## WRITTEN REQUEST 1
In the polling essay, begin at the words "The Nuance of" and stop after "the next President.", rewriting that span with "thesis" put in place of "dissertation".
## WRITTEN REQUEST 2
Extend the polling essay with new text that follows on from its last sentence.

## TEXT BLOCK
________________

Reflect on the Mistakes of the Past to Prevent them in the Future

The polling and election modeling world has spent a lot of time reflecting on the 2016 Presidential election. The errors in 2016 were a mixture of insufficient data, some bad methodological choices, and bad luck. Some of the methodological mistakes are easy to fix, but some of the important ones are difficult. A big issue in 2016 was weighting the data for education because non-college-educated individuals are less likely to respond. But it’s not clear how to weight the data well when the composition of the electorate is constantly changing and turnout is hard to predict. But pollsters and modelers know what the challenges and know how polls have performed in the past which can help us access the likely accuracy of polls. We can learn from 2016 so that our models and polls can be the best they can be.

I hope that I’m not writing a piece like this in 2024. I hope that the public will listen to the experts on what typical polling accuracy is and not blindly assume that margin of error covers everything. I hope that the polls and models do well and that polling will be something that the public values and trusts. But now all we can really do is wait and see.

The Nuance of Polling

I’m an election modeler, and my entire dissertation is focusing on analyzing public opinion polling data in one form or another. I love polling. Often on this blog or on twitter I’m cautious about a new poll or what an election model can actually tell us. So I thought perhaps I should explain why polling is important even if it may not tell us who is going to be the next President.

I feel there is an imbalance on how polling is viewed. Some approach it as being completely certain and if it is outside the margin of error it is impossible. Others dismiss polling because they can’t understand how one thousand people can tell us what the entire country thinks or that 2016 showed polling was a failure. But neither of these views is accurate.

The truth is polling remains our only rigorous and mathematically grounded tool to estimate public opinion. Elections can be forecast using economic and other data but that is only because the true proportion voting for a candidate is eventually known. But polling can tell us what percentage of individuals approve a certain policy or unravel how an individual’s policy preferences to prevent terrorism are related to their risk assessment of future terrorist attacks (as I’ve done in a recent project). We can understand how and when people’s opinions do and don’t change.

Polling isn’t a magic problem solver. The results from a poll can not be treated as 100% correct. Polling has error. Sometimes that error puts us in positions where all we know is that a race is too close to call or that the country is evenly split in its support for a policy. We have to acknowledge that margin of error won’t solve all our problems and that polling is hard work. It’s not easy to predict who is a likely voter or decide between an expensive phone poll or a larger internet panel or try to determine why someone left a question blank.

________________

[Collection entries]
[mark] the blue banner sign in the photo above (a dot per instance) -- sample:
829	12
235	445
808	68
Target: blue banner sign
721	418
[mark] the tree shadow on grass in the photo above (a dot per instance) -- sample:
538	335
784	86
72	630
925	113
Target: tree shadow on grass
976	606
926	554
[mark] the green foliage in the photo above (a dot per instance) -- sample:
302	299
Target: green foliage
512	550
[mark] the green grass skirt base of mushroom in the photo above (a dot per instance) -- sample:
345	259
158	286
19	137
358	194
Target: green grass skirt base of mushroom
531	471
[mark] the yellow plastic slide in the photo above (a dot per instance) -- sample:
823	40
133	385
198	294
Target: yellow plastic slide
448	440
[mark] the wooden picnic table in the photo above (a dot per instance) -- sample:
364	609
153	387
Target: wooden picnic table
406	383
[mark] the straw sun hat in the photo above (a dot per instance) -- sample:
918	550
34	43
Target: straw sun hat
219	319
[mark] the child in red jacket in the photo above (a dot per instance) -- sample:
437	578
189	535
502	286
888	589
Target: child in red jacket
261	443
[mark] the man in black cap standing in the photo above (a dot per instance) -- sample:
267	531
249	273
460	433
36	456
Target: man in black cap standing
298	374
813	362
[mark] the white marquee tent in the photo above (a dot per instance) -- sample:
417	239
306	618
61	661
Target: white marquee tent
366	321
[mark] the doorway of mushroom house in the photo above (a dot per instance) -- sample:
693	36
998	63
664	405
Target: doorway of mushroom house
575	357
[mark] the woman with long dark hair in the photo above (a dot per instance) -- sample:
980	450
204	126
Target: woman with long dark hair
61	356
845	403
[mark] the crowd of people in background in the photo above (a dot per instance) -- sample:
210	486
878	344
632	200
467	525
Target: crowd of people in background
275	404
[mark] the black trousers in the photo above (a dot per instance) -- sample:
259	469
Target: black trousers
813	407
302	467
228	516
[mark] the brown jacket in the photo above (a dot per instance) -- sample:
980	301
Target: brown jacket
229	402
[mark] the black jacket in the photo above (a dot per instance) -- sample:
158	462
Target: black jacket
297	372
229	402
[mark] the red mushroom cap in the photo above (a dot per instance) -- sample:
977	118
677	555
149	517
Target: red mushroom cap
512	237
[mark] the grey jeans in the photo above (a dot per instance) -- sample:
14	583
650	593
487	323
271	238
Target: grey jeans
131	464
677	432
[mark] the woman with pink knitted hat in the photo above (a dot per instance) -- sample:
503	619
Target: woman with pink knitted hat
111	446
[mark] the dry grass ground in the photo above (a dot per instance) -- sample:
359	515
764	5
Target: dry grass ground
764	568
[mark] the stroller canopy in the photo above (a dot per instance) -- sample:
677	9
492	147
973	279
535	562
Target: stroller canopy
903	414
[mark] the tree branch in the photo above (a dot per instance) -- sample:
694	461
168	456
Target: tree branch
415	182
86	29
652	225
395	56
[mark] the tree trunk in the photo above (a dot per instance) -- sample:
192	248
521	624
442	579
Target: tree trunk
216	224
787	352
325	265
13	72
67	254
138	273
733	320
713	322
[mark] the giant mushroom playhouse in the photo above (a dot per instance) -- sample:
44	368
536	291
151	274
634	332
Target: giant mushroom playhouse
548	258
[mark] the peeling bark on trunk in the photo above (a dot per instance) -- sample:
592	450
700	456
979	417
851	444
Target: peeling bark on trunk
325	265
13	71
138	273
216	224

________________

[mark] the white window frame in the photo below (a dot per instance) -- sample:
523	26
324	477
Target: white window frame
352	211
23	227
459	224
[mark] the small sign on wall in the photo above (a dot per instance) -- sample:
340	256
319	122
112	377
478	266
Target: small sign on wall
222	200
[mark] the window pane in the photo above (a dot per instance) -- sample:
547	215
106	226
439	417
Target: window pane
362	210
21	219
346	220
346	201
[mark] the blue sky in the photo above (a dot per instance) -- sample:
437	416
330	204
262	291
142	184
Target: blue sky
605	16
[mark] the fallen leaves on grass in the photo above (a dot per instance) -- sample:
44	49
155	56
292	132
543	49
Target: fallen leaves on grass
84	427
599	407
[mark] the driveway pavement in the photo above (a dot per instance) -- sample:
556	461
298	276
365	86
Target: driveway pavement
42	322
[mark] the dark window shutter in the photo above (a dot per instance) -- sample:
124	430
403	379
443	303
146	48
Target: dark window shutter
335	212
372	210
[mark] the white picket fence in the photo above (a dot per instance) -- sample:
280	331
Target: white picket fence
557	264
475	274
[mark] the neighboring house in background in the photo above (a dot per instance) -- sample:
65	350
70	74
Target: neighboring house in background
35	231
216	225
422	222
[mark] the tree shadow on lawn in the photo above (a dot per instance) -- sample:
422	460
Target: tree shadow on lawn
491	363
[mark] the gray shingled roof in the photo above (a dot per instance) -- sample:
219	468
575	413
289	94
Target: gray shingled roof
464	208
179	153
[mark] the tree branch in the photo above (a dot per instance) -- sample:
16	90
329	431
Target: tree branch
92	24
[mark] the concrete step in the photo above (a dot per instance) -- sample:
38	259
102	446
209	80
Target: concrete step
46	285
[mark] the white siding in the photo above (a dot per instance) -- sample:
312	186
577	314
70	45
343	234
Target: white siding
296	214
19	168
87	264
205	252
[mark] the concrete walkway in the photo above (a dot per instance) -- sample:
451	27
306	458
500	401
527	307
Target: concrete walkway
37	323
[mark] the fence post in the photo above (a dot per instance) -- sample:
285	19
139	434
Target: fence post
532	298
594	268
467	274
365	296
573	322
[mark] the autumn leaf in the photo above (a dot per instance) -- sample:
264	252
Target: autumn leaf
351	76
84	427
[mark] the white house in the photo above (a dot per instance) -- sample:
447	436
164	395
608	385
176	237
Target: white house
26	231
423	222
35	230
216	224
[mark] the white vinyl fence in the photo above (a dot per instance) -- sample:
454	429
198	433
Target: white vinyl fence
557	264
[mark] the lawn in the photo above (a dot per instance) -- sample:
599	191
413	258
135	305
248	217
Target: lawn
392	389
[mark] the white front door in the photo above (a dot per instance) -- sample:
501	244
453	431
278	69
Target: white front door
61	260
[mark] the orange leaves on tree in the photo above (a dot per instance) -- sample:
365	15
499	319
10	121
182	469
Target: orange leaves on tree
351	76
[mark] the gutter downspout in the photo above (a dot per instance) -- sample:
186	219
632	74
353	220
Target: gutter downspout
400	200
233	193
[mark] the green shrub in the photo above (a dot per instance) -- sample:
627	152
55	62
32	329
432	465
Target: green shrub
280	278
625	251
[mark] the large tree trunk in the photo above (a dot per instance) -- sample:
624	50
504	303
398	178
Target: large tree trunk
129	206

________________

## EXERCISE RESULT 1
The Nuance of Polling

I’m an election modeler, and my entire thesis is focusing on analyzing public opinion polling data in one form or another. I love polling. Often on this blog or on twitter I’m cautious about a new poll or what an election model can actually tell us. So I thought perhaps I should explain why polling is important even if it may not tell us who is going to be the next President.

## EXERCISE RESULT 2
It is possible for polling to be very important because it signals to our government what the people want and that sometimes polling doesn’t give us a clear answer. It’s possible for polling to “be wrong” just by random chance. But it is also possible it gives us a clear answer. Often, it gives us something to point to as important for the government to act on in a way that is far more representative than calls to a congressman or your friend’s opinions or social media comments. If followed by leaders, polling could be a pathway for a more direct democracy without forcing every citizen to give opinions on every issue.

This election, it’s important to embrace the nuance in polling. Every poll is unique and needs to be interpreted holistically considering when and how it was conducted. Every poll on the same issue or election should have different results and that’s expected and ok. Polling is usually going to be off by a handful or two of percentage points, but sometimes the message is clear because the support is so strong or weak. But polling can give us answers when nothing else will, and for that, it will always be valuable.

Unraveling Polling Error (with GIFs and no math)

You can’t understand what polls mean until you understand how they work. The most common misunderstanding people have is about what margin of error means and what type of error it covers. The margin of error doesn’t tell the whole story. Polling error has many different components. Some types of errors are easy to predict, but others can be impossible to guess. I’m going to talk about the three most important sources of error in polling broadly but focusing on election polling. I want to do this so that you better understand why margin of error is not the only type of error and that polls work well all things considered. This post is not about how polls are wrong, it is about how they are right in the midst of numerous challenges.

Three Types of Error:

Sampling Variation: effects of using only a subset of a population
Incorrect Responses and Changes in Opinion: respondent to the survey intentionally or unintentionally does give the correct response or later changes their mind
Miscoverage: the population that was sampled was not the population of interest

Sampling Variation

Possibilities GIF - Possibilities EndlessPossibilities SpongeBob GIFs

One concept people struggle with in statistics is variation. Statistics involves math but there is no longer one solution. If I solve an algebra equation again over and over again my answer shouldn’t change. Statistics is based on samples that are subsets of a population. If a collect a sample over and over again the numbers will be slightly different almost every time. In most cases, my estimate for the sample will not exactly match the true population. You can see this by flipping a coin a bunch of times. A US coin is going to be split relatively evenly, but when you start flipping the coin yourself you might not always get exactly 50% heads and 50% tails. This is because coin flips are random. Polls work in a similar way.

Sampling variation is a huge driver of polling error. It is completely mathematically expected that a sample of a few hundred to a few thousand people isn’t going to tell us the exact true proportion of support for a candidate or policy. If we make some assumptions and adjustments we can calculate a quantity called the margin of error that gives us an estimate of how much randomness to expect. Margin of error only includes error from sampling variation and not the other two types of error I will talk about later.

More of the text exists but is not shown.